After his appointment as coach, Jaffer had hand-picked three professional players – Jay Bista, Iqbal Abdullah and Samad Fallah — from outside the state to play for Uttarakhand. The state association apparently had no problem then.

Subsequent to the allegations following his resignation, Jaffer said in a virtual press conference: ‘They said I called a maulvi and offered namaaz on the ground. First of all, I didn’t call a maulvi; it was Iqbal Abdullah who called him. On Friday, we needed a maulvi to offer namaaz. Iqbal asked me, and I said yes. The practice was over and we offered namaaz inside the dressing room. This happened only twice or thrice, that too before the bio-bubble was put in place.’

He added, ‘There are allegations of me not allowing players to chant ‘Jai Hanuman Jai’. First of all, no players chanted any slogan. We have a few players who are from the Sikh community, and they used to say ‘Rani Mata Sache Darbar ki Jai’. So, I once suggested that we should have something like “Go Uttarakhand” or “Come on, Uttarakhand” instead. Like, when I used to be with Vidarbha, the team had “Come on, Vidarbha” as its slogan. And it wasn’t me who chose the slogan, it was left to the players.’

Jaffer also categorically denied that he had pushed for Muslim players.

Indian cricketing establishments have had many blemishes, but never ever was there a controversy in communal lines between an association and its coach. But then, a lot of new things have been happening in New India, like the Supreme Court granting a disputed site to those who had committed an "egregious violation of the rule of law" at the same site, or the PM laying the foundation stone of a temple, or the President of the Republic contributing to a temple construction fund.

____

__REQUIREMENT A__: According to the Jaffer extract, which three professional players did Jaffer hand-pick from outside the state to play for Uttarakhand?
__REQUIREMENT B__: Reproduce the stretch of the Jaffer extract from "After his appointment" through "no problem then.".
The items that come next have nothing to do with the Jaffer extract.

__RECORDS PROVIDED__:
____

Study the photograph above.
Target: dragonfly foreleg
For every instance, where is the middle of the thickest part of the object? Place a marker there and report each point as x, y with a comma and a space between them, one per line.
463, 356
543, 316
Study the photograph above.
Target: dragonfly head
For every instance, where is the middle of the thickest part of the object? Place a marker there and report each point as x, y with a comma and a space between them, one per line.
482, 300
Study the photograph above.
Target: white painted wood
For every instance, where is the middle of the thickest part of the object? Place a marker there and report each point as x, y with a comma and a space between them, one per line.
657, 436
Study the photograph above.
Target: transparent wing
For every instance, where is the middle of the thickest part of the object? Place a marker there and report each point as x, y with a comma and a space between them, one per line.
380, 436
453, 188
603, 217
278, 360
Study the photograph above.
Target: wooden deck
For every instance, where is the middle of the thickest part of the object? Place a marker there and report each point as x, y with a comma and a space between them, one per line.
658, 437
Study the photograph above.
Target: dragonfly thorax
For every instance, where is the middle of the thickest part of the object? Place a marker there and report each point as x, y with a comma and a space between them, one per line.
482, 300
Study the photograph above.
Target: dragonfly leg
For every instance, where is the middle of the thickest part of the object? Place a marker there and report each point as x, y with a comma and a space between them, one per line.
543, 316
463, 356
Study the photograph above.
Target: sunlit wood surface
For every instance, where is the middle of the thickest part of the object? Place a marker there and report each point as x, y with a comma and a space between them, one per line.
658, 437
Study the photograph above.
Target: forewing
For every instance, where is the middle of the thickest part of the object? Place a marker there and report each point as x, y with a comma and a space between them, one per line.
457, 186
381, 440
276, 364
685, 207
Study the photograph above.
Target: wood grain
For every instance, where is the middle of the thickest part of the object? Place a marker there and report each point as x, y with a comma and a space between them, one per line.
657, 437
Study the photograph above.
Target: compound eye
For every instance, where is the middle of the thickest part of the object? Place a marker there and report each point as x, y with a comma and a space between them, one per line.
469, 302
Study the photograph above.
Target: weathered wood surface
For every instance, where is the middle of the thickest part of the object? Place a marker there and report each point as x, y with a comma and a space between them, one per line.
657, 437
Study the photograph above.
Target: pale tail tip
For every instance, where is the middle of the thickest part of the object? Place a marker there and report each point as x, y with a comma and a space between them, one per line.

____

__EXERCISE RESPONSE A__: Jay Bista, Iqbal Abdullah and Samad Fallah.

__EXERCISE RESPONSE B__:
After his appointment as coach, Jaffer had hand-picked three professional players – Jay Bista, Iqbal Abdullah and Samad Fallah — from outside the state to play for Uttarakhand. The state association apparently had no problem then.